Written task » Repeat all of the records verbatim.

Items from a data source
■ ■ ■ ■ ■

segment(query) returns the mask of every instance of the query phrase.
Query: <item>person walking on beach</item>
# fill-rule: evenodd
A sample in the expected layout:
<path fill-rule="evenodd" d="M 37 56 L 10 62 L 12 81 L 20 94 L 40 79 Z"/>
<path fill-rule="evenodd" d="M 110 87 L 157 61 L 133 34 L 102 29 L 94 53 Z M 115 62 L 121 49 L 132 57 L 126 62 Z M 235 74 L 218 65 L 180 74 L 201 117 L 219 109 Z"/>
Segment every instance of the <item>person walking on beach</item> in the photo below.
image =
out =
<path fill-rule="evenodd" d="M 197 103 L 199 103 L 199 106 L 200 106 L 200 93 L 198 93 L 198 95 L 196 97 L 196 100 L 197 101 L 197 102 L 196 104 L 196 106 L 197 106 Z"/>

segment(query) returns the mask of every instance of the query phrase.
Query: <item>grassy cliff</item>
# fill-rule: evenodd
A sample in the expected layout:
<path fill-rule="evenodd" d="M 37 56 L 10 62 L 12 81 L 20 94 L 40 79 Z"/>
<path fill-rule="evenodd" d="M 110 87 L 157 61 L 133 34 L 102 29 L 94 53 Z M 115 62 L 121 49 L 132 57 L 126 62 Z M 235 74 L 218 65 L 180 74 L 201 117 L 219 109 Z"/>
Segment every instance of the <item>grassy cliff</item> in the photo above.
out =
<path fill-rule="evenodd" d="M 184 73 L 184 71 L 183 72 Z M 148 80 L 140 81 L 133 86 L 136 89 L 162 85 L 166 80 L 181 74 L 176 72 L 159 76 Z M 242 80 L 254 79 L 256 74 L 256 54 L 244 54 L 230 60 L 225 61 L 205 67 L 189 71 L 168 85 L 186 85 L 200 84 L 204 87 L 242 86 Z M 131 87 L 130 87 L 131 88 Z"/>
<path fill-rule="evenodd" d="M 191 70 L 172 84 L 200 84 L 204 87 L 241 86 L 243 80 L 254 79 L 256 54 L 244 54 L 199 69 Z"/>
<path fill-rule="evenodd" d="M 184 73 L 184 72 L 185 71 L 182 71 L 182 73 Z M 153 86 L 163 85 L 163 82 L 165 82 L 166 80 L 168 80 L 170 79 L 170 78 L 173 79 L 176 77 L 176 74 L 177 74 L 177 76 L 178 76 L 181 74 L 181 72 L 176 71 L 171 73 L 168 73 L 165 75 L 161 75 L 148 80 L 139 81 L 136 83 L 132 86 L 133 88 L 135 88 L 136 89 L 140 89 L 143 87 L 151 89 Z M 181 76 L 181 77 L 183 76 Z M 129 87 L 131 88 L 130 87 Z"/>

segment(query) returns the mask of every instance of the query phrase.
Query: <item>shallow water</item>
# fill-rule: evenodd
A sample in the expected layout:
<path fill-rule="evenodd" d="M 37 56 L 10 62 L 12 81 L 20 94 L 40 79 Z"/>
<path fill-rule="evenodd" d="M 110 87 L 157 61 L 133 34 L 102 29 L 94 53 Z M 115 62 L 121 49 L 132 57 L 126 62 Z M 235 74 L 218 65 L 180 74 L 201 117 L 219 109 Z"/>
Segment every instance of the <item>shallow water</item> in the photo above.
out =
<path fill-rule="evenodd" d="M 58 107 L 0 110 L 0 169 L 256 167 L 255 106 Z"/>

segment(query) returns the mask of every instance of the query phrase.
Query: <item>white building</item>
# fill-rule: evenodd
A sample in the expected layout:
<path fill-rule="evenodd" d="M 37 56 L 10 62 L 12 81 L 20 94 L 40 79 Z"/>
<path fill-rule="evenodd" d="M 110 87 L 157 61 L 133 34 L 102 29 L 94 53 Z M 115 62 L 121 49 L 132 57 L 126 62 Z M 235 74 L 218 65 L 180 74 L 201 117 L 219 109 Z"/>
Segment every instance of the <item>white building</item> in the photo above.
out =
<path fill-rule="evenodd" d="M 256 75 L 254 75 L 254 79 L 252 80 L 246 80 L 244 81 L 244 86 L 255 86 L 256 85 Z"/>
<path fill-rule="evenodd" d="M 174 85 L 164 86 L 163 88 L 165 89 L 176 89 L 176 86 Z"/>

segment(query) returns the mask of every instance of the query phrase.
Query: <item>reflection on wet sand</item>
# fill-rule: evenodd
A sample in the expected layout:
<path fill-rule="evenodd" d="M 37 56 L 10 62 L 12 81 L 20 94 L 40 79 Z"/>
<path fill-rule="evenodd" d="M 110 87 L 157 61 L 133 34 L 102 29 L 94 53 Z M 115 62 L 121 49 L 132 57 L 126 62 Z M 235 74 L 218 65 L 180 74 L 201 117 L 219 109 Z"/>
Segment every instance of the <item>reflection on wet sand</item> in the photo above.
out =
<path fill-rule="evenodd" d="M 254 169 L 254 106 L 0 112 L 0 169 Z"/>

■ ■ ■ ■ ■

Answer for this exercise »
segment(query) returns the mask of every instance of the query phrase.
Query: <item>person walking on beach</item>
# fill-rule: evenodd
A sample in the expected layout:
<path fill-rule="evenodd" d="M 37 56 L 10 62 L 12 81 L 20 94 L 40 79 Z"/>
<path fill-rule="evenodd" d="M 110 87 L 157 61 L 133 34 L 102 29 L 94 53 Z M 115 62 L 121 49 L 132 57 L 126 62 Z M 235 74 L 218 65 L 180 74 L 201 117 L 219 109 Z"/>
Segment every instance of the <item>person walking on beach</item> in the photo below.
image =
out =
<path fill-rule="evenodd" d="M 197 103 L 199 103 L 199 106 L 200 106 L 200 93 L 198 93 L 198 95 L 196 97 L 196 100 L 197 101 L 197 102 L 196 104 L 196 106 L 197 106 Z"/>

segment(query) returns the mask of every instance of the query phrase.
Query: <item>grassy cliff</item>
# fill-rule: evenodd
A sample in the expected layout:
<path fill-rule="evenodd" d="M 37 56 L 10 62 L 12 81 L 20 94 L 40 79 Z"/>
<path fill-rule="evenodd" d="M 110 87 L 157 61 L 133 34 L 102 29 L 94 53 Z M 115 62 L 121 49 L 132 57 L 126 62 Z M 235 74 L 218 65 L 180 74 L 201 117 L 219 109 Z"/>
Segment every instance of the <item>grassy cliff</item> in the photo above.
out =
<path fill-rule="evenodd" d="M 184 73 L 184 71 L 183 72 Z M 148 80 L 140 81 L 133 86 L 136 89 L 162 85 L 166 80 L 181 74 L 176 72 L 159 76 Z M 242 80 L 254 79 L 256 74 L 256 54 L 244 54 L 230 60 L 225 61 L 205 67 L 189 71 L 168 85 L 186 85 L 200 84 L 204 87 L 242 86 Z M 131 87 L 130 87 L 131 88 Z"/>
<path fill-rule="evenodd" d="M 191 70 L 172 84 L 200 84 L 204 87 L 241 86 L 243 80 L 254 79 L 256 54 L 244 54 L 199 69 Z"/>
<path fill-rule="evenodd" d="M 184 73 L 184 72 L 185 71 L 182 71 L 182 73 Z M 153 86 L 163 85 L 163 82 L 165 82 L 166 80 L 168 80 L 170 79 L 170 78 L 173 79 L 176 77 L 176 74 L 177 74 L 177 76 L 178 76 L 181 74 L 181 72 L 176 71 L 171 73 L 168 73 L 165 75 L 161 75 L 148 80 L 139 81 L 136 83 L 132 86 L 133 88 L 135 88 L 136 89 L 140 89 L 143 87 L 151 89 Z M 181 76 L 181 77 L 183 76 Z M 129 87 L 131 88 L 130 87 Z"/>

segment(query) returns the mask of every instance of the query phrase.
Query: <item>shallow water</item>
# fill-rule: evenodd
A sample in the expected layout:
<path fill-rule="evenodd" d="M 37 56 L 10 62 L 12 81 L 20 94 L 40 79 Z"/>
<path fill-rule="evenodd" d="M 110 87 L 157 61 L 133 34 L 102 29 L 94 53 Z M 115 62 L 121 49 L 132 57 L 126 62 Z M 235 74 L 218 65 L 180 74 L 201 117 L 219 109 Z"/>
Segment every instance of the <item>shallow water</item> in the photo above.
out =
<path fill-rule="evenodd" d="M 58 107 L 0 110 L 0 169 L 256 167 L 255 106 Z"/>

segment(query) returns the mask of every instance of the query phrase.
Query: <item>white building</item>
# fill-rule: evenodd
A sample in the expected layout:
<path fill-rule="evenodd" d="M 37 56 L 10 62 L 12 81 L 20 94 L 40 79 Z"/>
<path fill-rule="evenodd" d="M 110 87 L 157 61 L 133 34 L 102 29 L 94 53 Z M 115 62 L 121 49 L 132 57 L 126 62 Z M 235 74 L 218 65 L 180 74 L 201 117 L 219 109 Z"/>
Segment every instance of the <item>white building</item> in the photo above.
out =
<path fill-rule="evenodd" d="M 256 75 L 254 75 L 254 79 L 252 80 L 246 80 L 244 81 L 244 86 L 255 86 L 256 85 Z"/>
<path fill-rule="evenodd" d="M 174 85 L 164 86 L 163 88 L 165 89 L 176 89 L 176 86 Z"/>

segment(query) returns the mask of every instance of the query phrase.
Query: <item>reflection on wet sand</item>
# fill-rule: evenodd
A sample in the expected layout:
<path fill-rule="evenodd" d="M 37 56 L 10 62 L 12 81 L 20 94 L 40 79 Z"/>
<path fill-rule="evenodd" d="M 110 87 L 157 61 L 133 34 L 102 29 L 94 53 Z M 115 62 L 121 49 L 132 57 L 126 62 Z M 235 74 L 218 65 L 180 74 L 201 117 L 219 109 Z"/>
Segment every instance of the <item>reflection on wet sand</item> in the photo above.
out =
<path fill-rule="evenodd" d="M 254 169 L 254 106 L 0 112 L 0 169 Z"/>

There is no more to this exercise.